▶ _Challenge_
Can you transcribe every row below word for word, leaving the pictures out of your copy?

** begin The records **

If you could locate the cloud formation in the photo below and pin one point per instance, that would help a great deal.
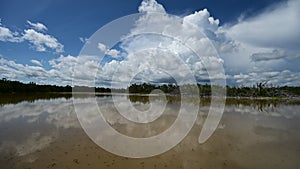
(38, 26)
(111, 52)
(7, 35)
(39, 41)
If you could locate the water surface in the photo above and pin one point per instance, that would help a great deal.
(45, 133)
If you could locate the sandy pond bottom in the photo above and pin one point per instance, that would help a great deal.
(47, 134)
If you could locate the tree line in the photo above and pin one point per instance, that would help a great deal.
(258, 90)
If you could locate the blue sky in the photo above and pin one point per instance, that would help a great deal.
(34, 34)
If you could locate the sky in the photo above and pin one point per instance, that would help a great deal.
(253, 41)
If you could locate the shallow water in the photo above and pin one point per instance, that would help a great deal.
(45, 133)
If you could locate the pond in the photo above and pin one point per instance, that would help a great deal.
(44, 132)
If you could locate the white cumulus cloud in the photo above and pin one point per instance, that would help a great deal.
(38, 26)
(42, 41)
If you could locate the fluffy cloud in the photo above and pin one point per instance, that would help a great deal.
(151, 6)
(7, 35)
(38, 26)
(42, 41)
(36, 62)
(111, 52)
(276, 27)
(83, 40)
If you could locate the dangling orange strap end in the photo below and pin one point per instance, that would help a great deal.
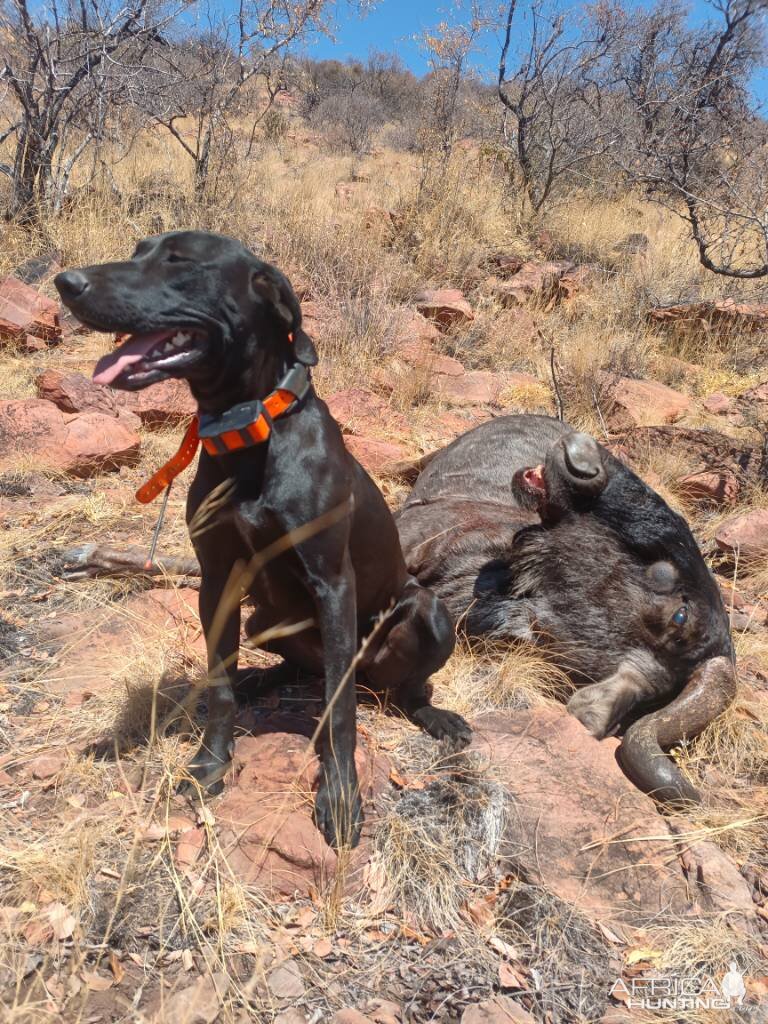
(175, 465)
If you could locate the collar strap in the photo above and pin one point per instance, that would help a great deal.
(240, 427)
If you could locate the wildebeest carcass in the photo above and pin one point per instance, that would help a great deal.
(528, 529)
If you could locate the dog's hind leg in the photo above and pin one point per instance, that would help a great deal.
(221, 628)
(418, 639)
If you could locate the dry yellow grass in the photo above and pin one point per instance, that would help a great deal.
(285, 205)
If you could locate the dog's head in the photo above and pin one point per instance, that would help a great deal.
(195, 305)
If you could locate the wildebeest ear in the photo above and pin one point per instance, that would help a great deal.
(275, 289)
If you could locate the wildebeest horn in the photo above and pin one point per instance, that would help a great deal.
(707, 694)
(583, 464)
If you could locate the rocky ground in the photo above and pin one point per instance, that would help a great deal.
(516, 882)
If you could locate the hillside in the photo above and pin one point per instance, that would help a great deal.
(516, 883)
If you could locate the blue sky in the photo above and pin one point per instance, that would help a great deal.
(392, 26)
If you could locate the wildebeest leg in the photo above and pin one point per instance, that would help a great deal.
(601, 707)
(417, 639)
(222, 640)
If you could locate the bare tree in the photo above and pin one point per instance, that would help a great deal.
(212, 76)
(553, 91)
(690, 131)
(65, 66)
(449, 47)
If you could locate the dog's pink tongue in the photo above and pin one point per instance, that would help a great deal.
(133, 350)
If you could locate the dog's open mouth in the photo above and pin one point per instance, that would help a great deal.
(145, 358)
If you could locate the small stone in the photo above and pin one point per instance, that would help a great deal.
(641, 402)
(286, 981)
(349, 1017)
(446, 307)
(744, 535)
(384, 1012)
(47, 765)
(500, 1010)
(718, 403)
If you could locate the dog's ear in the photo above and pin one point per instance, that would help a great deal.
(275, 289)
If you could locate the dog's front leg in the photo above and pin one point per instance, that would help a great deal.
(221, 629)
(338, 810)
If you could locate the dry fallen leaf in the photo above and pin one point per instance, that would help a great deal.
(206, 816)
(117, 968)
(61, 921)
(638, 953)
(609, 934)
(503, 947)
(481, 913)
(95, 982)
(510, 978)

** end The records **

▶ _Written solution_
If you could locate the cloud formation in the photo below and pin one point per instance, that would help a great deal.
(38, 26)
(111, 52)
(7, 35)
(39, 41)
If you could locate the water surface in the photo above and pin one point per instance, that would help a great deal.
(45, 133)
If you could locate the sandy pond bottom in the photo above and pin one point per instance, that would help a great deal.
(47, 134)
If you could locate the tree line in the photo above and pin one point per instance, that would help a great deal.
(258, 90)
If you could locate the blue sky in the photo above and pin one point per instance, that would help a great deal.
(34, 34)
If you could locate the sky in the photo above and pin one point per instance, that would help a great deal.
(253, 41)
If you could locate the shallow water in the photo above and pin one point per instance, that would help a great deal.
(45, 133)
If you could locate the pond in the photo above and pin one point per instance, that would help a great deal.
(44, 132)
If you could locate the white cumulus cloud in the photo above and pin one point per instance, that would help a great deal.
(38, 26)
(42, 41)
If you could locate the fluffy cloud in the photo above and pin one point per instance, that would help a great deal.
(151, 6)
(7, 35)
(38, 26)
(42, 41)
(36, 62)
(111, 52)
(276, 27)
(83, 40)
If you could locate the dangling orange strap end in the photo below and pin one point per instance, that would help a great deal.
(175, 465)
If you could locate the collar strap in the photo above and pin one point per instance, that would help a great deal.
(240, 427)
If you could locate the wildebeest carcass in the photo above and pin one point per instance, that would help a great deal.
(528, 529)
If you could locate the dog's hind leg in the photo above and pin one point per instance, that would help a great deal.
(221, 628)
(418, 639)
If you could locate the dry yellow grass in the photo above and pin one point per instance, that would help a great deal.
(285, 205)
If you could locate the dog's head in the photo above and pin one point per instance, that would help a great deal.
(195, 305)
If you could locate the wildebeest ear in the photo above and pin one point per instance, that would help a great deal.
(275, 289)
If you could locate the wildebeest horn in the photo above and pin one point per instance, that would help a great deal.
(707, 694)
(583, 464)
If you could locate the rocky ground in the photo above and pin one point per instance, that would help a great deal.
(516, 882)
If you could locate the hillside in the photo above and pin one point per instance, that would help a great deal.
(516, 883)
If you could locate the blue sky in the photo above and pin one point per instance, that would help a great deal.
(392, 26)
If you could locate the wildebeest leg in the photo above and pin one point per instance, that would help a great deal.
(601, 707)
(417, 639)
(222, 640)
If you could locate the bare tree in the photo above and pin one point per instance, that would help a great deal.
(212, 76)
(553, 91)
(690, 131)
(65, 66)
(449, 47)
If you could locate the dog's pink tongue in the photo above and pin one point per instance, that would help a great deal.
(133, 350)
If you could locate the dog's open mouth in the photo above and pin one point per instance, that would help a great deal.
(145, 358)
If you could locate the small stone in the photo above and pin one point per instance, that would help a great deal.
(641, 402)
(286, 981)
(349, 1017)
(446, 307)
(744, 535)
(384, 1012)
(47, 765)
(500, 1010)
(718, 403)
If you could locate the dog's ear in the photo above and pin one point per instance, that would help a great deal.
(275, 289)
If you could locate the dog's front leg in the photo above and pin one point per instance, that would help a great deal.
(221, 629)
(338, 810)
If you could locate the dry fallen leaf in the photo above and pin one point per instance, that would help a great deal.
(206, 816)
(117, 968)
(61, 921)
(638, 953)
(609, 934)
(503, 947)
(481, 913)
(95, 982)
(510, 978)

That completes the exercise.